PROBIER ES.
Setz den Artikel über Sportler, die für ein anderes Land antreten, nach seinem letzten Satz fort.

TEXTAUSZUG.
Dieser Vorfall ist keine Ausnahme. Die russische Mannschaft hat in den vergangenen Jahren schon einige echte Stars des Weltsports verloren. Die zweimalige Biathlon-Weltmeisterin Darja Domratschawa zum Beispiel fährt nächstes Jahr nach Sotschi, um dort mindestens zwei Goldmedaillen zu gewinnen. Unter Fachleuten gilt die Sportlerin aus Belarus als Favoritin in der Verfolgung und im Massenstart. Domratschawa hatte sich in der russischen Jugend-Nationalmannschaft nicht durchsetzen können und deshalb das Angebot des belarussischen Verbands angenommen. Heute ist sie eine der erfolgreichsten Biathletinnen der Welt.

Ein ähnliches Szenario gab es auch in der Karriere von Anastasija Kusmina. Die Biathletin aus Tjumen, Olympiasiegerin von 2010, wollte die Einladung

in die russische Nationalmannschaft nicht abwarten und holte sich einen slowakischen Pass. Im kanadischen Vancouver bewies Kusmina, dass man ihr Talent in Russland übersehen hatte. Für das slowakische Frauenbiathlon holte sie erstmals in seiner Geschichte Gold im Sprint über 7,5 Kilometer und Silber beim Zehn-Kilometer-Rennen.

Aus einem anderen Grund verließ der Snowboardfahrer Iouri Podladtchikov, einer der Olympia-Favoriten 2014, Russland. Der zu den talentiertesten Sportlern der Disziplin zählende junge Mann wird für die Schweiz antreten, weil es in Russland keine Infrastruktur für die Ausübung seiner Sportart gibt. Der Sportler ist sich nicht sicher, ob sich die Situation nach den Spielen in Sotschi verändern wird. Jurij sagt, dass es in Russland Mode sei, Shoppingmalls und Kinos zu bauen, nicht aber Sportkomplexe: Eine Piste in Sotschi werde die Situation in einem so großen Land nicht verändern.

 

Geld scheffeln mit Olympia

Der Ex-Präsident des Internationalen Olympischen Sportkomitees Jacques Rogge unterstreicht, dass manche Sportler objektive Gründe für den Wechsel der Staatsbürgerschaft haben, darunter auch familiäre Umstände und eine ungenügende Unterstützung vonseiten des Heimatlandes. Aber es

gebe auch Sportler, die einfach nur an Olympia verdienen wollen: „Das ist eine Frage der persönlichen Wahl, da können wir nichts machen. Aber lassen Sie mich offen sein: Mir gefällt das nicht."

GEGEBENE ANGABEN.
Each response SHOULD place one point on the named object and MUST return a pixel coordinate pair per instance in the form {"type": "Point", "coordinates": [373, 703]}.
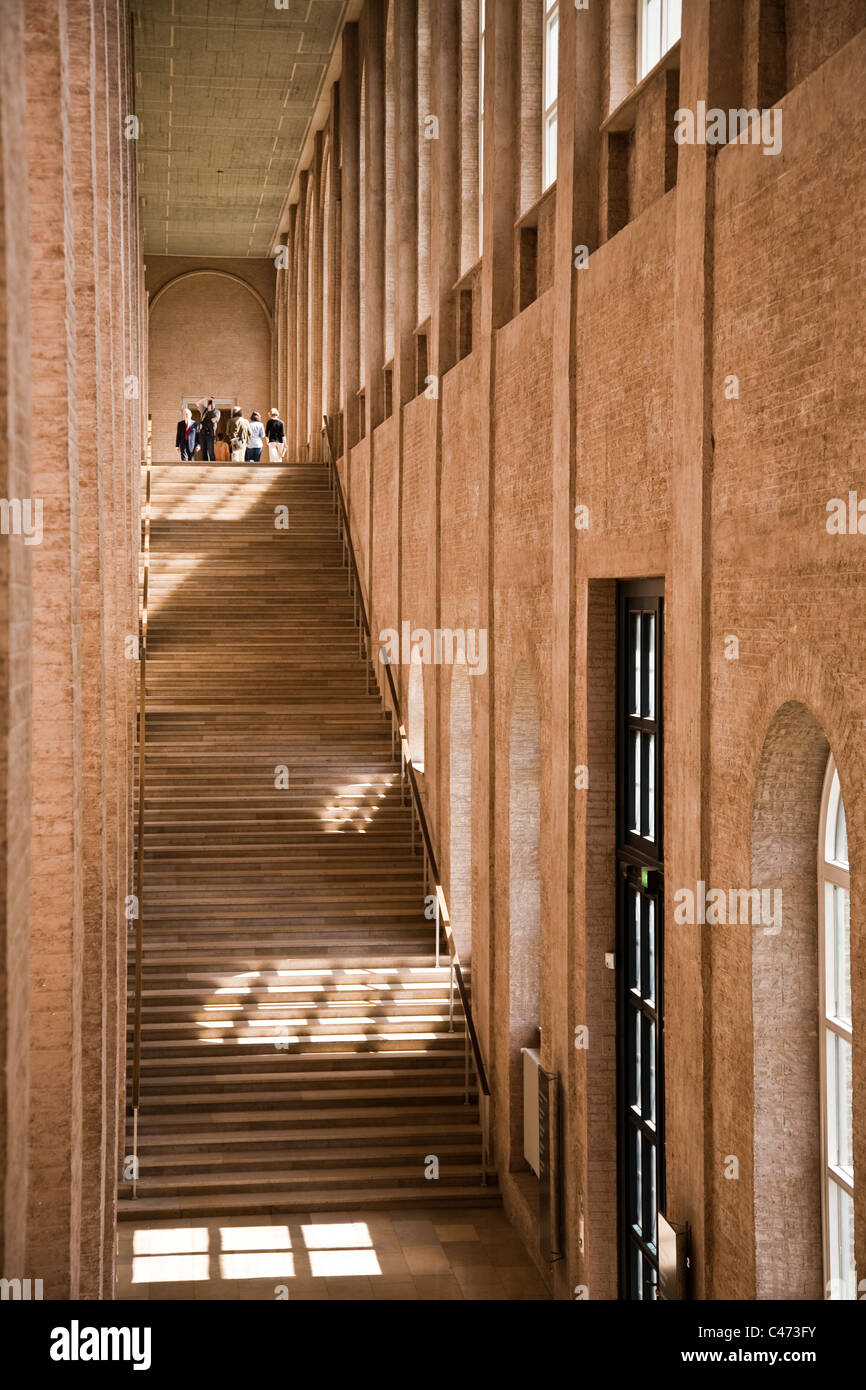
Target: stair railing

DEINE ANTWORT.
Nach Meinung des Präsidenten für Leichtathletik Walentin Balachnitschew seien Einbürgerungen im modernen Sport unumgänglich. „Die heutige Welt diktiert ihre Spielregeln. Russische Staatsbürger wechseln ihren Wohnort aus politischen Überzeugungen und wegen familiärer Umstände. Es gibt Sportler, die die Unterstützung von ihrem Heimatstaat für ungenügend halten. Aber das Hauptkriterium ist die Konkurrenz", betont Balachnitschew. „Wenn ein Sportler nicht aufgestellt wird, nimmt er das Angebot eines anderen Landes an. Oder ein Land sucht selbst Sportler für die Positionen, die er nicht mit eigenen Talenten besetzen kann, und macht ihnen attraktive Angebote." So hat es auch der Leichtathletikverband der Russischen Föderation getan. „Wir haben vier Läufer aus Kenia

eingebürgert", erzählt Balachnitschew. „In den letzten 20 Jahren haben wir versucht, in Russland talentierte Kids für einen Auftritt bei langen Strecken zu finden, aber unsere Suche war ergebnislos. Wenn unsere Konkurrenten ausländische Sportler einladen, warum dann nicht auch wir?"

Die Sportgeschichte kennt viele Fälle von Einbürgerungen. Nicht wenige Sportler aus der ehemaligen UdSSR sind in die entlegensten Ecken der Welt verstreut worden. Der Italiener Iwan Sajzew zählt zu den besten Diagonalspielern im Weltbasketball und der Russlanddeutsche Andreas Beck schaffte es in die deutsche Nationalelf, eine der stärksten Fußballmannschaften der Welt. Der Hockeyspieler Alexej Galtschenjuk zog den US-amerikanischen Pass dem russischen vor, der Judoka Dmitrij Gerasimenko wurde zu einem Serben und der Fußballspieler Roman Jeremenko zu einem Finnen. In Sotschi werden hingegen der koreanische Schlittschuhläufer Wiktor An, der amerikanische Snowboarder Vick Wild und die japanische Eiskunstläuferin Juko Kawaguti als russische Talente gefeiert.